[[ Excerpted text open ]]

Private employers show new interest in expanded Medicare and regulated drug prices
U.S. employers, battered by rising hospital and pharmaceutical prices, are increasingly open to a bigger government role in healthcare, including regulating prices and expanding Medicare to more working Americans.
In one recent survey, more than three-quarters of responding employers said government regulation of drug prices and hospital rates would be “very helpful” or “somewhat helpful.”
About half said a “Medicare public option” — usually understood to mean expanding eligibility for the large government health plan to younger Americans — would be helpful, according to the survey by the National Alliance of Healthcare Purchaser Coalitions, which represents employers that provide health benefits to their workers. That’s up from about 4 in 10 employers who responded to last year’s survey.
“A lot of employers feel the private market in healthcare isn’t serving them well,” said alliance President Michael Thompson, noting “an increasing openness to government actions.”
The survey of 165 employers across the country was not a scientific poll. And many employers, particularly large, publicly traded companies, remain leery of publicly embracing more robust government interventions in healthcare.

[[ Excerpted text closed ]]
[[ Data listing open ]]

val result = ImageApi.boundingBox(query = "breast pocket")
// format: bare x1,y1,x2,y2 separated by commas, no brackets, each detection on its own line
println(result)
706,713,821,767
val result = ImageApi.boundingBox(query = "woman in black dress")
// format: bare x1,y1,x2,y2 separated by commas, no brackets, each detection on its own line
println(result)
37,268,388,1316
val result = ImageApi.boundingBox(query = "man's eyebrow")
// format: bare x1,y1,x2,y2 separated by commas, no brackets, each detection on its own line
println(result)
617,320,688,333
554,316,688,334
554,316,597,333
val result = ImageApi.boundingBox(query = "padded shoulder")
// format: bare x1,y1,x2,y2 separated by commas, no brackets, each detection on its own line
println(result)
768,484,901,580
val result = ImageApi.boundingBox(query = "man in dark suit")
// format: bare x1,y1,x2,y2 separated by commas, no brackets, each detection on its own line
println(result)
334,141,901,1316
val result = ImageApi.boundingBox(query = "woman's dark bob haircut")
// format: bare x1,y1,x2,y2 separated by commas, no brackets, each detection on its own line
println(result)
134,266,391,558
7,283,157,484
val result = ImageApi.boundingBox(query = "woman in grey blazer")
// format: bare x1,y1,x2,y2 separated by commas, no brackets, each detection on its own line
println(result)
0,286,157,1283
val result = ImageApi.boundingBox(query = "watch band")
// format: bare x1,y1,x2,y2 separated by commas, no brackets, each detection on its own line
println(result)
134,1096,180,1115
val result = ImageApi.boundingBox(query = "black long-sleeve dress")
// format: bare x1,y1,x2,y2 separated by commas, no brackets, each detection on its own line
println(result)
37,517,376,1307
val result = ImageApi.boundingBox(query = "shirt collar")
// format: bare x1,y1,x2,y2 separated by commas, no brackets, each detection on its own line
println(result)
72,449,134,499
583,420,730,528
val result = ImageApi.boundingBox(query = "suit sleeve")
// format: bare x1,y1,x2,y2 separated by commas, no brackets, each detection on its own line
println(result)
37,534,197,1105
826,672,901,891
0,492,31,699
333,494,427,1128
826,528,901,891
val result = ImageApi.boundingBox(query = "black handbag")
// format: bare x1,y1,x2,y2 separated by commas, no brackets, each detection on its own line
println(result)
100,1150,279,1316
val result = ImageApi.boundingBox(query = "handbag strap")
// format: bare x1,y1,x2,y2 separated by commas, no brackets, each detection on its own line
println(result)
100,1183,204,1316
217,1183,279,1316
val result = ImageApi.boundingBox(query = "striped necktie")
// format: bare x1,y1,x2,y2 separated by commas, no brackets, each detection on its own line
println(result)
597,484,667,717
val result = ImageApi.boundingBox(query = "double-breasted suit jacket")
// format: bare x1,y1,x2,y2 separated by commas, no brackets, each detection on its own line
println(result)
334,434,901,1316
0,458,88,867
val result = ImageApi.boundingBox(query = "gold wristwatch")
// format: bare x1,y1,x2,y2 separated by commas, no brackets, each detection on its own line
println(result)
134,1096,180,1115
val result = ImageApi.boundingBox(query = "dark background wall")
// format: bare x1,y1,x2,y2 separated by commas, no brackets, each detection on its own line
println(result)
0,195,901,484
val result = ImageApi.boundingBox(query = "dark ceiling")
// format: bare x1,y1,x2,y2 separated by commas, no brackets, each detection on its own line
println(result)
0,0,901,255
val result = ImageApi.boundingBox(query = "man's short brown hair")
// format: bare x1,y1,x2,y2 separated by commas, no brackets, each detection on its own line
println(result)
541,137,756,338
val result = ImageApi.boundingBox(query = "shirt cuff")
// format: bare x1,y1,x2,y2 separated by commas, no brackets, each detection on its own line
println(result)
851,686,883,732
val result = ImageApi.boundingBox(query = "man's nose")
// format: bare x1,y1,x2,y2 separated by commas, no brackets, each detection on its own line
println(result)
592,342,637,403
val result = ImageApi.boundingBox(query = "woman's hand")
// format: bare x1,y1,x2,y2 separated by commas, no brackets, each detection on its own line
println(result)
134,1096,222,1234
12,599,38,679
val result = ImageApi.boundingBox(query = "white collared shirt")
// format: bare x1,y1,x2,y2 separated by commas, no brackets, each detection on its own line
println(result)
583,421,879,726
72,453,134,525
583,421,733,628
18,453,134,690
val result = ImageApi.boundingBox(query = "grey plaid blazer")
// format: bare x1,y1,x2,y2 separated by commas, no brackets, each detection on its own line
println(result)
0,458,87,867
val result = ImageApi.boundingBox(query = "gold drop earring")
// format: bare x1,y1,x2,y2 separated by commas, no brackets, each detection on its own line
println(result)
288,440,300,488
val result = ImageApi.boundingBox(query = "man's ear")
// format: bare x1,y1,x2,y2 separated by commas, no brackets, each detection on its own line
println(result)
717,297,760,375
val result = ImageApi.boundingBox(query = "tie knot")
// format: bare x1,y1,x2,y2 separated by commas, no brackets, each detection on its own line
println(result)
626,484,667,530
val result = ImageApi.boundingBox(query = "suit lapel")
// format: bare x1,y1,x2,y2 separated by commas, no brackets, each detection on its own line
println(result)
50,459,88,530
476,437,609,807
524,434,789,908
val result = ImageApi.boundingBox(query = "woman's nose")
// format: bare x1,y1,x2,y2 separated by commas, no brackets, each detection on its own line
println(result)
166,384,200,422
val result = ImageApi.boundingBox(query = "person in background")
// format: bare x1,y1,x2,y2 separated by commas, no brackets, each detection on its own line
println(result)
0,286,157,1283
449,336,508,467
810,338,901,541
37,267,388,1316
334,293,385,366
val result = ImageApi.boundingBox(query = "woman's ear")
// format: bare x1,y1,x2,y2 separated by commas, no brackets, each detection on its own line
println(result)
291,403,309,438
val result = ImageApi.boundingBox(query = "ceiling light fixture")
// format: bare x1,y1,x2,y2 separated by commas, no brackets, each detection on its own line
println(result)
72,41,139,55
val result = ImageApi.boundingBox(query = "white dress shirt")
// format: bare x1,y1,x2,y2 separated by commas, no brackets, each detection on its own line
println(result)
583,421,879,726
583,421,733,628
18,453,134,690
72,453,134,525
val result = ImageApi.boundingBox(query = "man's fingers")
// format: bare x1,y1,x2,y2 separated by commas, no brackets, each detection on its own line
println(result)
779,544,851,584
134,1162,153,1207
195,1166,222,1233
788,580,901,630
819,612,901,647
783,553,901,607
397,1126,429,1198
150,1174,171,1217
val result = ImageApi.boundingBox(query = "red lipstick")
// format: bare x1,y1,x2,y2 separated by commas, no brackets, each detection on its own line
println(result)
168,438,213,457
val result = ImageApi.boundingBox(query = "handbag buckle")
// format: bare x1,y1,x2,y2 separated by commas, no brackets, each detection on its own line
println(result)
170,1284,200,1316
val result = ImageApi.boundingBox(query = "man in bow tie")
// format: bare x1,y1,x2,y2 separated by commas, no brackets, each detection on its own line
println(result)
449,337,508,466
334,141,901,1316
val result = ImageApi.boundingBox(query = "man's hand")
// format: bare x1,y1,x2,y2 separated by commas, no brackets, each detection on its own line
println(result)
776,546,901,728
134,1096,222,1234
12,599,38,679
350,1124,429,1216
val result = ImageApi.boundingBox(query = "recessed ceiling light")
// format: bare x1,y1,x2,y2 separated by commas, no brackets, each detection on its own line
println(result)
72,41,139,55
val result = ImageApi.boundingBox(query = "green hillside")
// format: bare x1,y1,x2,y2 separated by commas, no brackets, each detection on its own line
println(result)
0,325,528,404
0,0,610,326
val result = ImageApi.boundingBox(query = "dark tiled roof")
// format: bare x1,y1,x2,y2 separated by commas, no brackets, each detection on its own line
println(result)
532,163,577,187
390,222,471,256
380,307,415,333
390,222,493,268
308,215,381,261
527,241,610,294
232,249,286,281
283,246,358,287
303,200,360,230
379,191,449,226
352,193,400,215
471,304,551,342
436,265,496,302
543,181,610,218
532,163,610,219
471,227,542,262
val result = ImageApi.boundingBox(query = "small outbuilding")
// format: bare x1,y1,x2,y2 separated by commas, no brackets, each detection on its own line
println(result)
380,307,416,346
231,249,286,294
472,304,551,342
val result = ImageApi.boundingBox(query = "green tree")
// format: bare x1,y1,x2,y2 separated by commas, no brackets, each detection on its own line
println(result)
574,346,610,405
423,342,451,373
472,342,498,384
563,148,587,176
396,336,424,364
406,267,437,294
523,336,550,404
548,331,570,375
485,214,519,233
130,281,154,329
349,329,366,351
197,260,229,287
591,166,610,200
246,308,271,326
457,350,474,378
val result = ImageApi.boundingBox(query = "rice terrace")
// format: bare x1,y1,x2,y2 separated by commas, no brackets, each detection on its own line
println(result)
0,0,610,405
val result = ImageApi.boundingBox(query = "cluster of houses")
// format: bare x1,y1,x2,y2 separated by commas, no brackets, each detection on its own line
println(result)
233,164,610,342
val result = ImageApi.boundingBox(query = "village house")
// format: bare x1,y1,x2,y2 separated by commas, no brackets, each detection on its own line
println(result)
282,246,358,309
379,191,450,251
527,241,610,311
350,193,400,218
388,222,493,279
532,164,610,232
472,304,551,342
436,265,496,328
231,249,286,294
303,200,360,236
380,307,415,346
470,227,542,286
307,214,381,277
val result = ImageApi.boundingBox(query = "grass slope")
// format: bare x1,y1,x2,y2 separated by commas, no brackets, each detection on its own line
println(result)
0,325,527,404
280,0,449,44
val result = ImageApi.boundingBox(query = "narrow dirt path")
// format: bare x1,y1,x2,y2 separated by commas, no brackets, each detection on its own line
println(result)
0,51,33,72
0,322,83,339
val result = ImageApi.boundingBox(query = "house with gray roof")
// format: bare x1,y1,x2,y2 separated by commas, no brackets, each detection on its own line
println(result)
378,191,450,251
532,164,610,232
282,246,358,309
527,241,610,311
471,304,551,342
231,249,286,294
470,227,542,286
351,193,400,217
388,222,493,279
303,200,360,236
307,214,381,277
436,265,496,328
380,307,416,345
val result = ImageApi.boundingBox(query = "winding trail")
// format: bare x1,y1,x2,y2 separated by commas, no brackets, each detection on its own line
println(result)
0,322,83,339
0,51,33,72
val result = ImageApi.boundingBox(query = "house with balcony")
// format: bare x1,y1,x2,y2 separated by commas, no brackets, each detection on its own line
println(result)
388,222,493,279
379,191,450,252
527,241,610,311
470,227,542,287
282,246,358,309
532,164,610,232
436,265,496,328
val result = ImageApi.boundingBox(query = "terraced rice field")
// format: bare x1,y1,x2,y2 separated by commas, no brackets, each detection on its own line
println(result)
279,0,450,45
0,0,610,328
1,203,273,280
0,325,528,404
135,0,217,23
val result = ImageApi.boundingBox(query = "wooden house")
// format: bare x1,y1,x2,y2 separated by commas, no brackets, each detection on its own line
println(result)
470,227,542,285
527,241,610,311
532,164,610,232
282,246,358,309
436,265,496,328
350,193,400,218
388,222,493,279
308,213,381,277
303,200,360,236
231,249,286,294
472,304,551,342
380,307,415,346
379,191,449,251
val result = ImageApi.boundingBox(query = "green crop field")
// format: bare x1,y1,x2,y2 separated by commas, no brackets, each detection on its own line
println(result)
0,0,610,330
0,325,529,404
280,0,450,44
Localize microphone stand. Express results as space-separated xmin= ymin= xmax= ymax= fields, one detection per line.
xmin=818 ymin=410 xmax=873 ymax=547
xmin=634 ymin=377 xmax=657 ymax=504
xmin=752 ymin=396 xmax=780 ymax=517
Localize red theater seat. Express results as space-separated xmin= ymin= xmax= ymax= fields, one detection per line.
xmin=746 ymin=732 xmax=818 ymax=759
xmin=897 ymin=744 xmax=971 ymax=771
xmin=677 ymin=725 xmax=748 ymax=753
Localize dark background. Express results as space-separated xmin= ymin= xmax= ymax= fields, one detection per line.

[[ Data listing closed ]]

Exercises to complete:
1: In the article on employers' views of government healthcare, how many employers took part in the survey?
2: Continue the article on employers' growing openness to government action in healthcare from its last sentence.

Solved problems:
1: 165 employers across the country.

2:
Even so, the findings reflect a real shift in how many companies are looking at healthcare policy as frustration mounts with the prices that drug companies, hospitals and other medical providers are demanding, say officials who work with large employers.
“There is a significant difference in what employers are prepared to support,” said Elizabeth Mitchell, president of the Pacific Business Group on Health, a consortium of large companies including Boeing, Safeway, Walmart and Wells Fargo.
Many companies, which once looked to market forces to keep costs in check, have watched with alarm as hospitals have consolidated around the country and raised prices, which in turn has pushed up insurance premiums and out-of-pocket costs for employees. These companies are also extremely worried about the high cost of pharmaceuticals, with 90% in the National Alliance survey saying drug prices represent a “significant threat” to the affordability of employer-provided health coverage.
Job-based benefits remain the largest source of health coverage in the United States, with about half of Americans on a health plan provided through work.
Many employers remain concerned that new government action could produce headaches.
The 2010 Affordable Care Act, often known as Obamacare, created many new reporting requirements that irritated businesses, for example.
“While the law was great for patients, and many employers supported the new protections, it caused a lot of work for employers,” said Thomas Sondergeld, who formerly oversaw health benefits for pharmacy giant Walgreen Co.
However, the shift in employer attitudes could bolster legislative efforts in Washington to restrict drug prices and create a Medicare public option, a top policy goal for Democrats eager to expand on the protections of the 2010 law.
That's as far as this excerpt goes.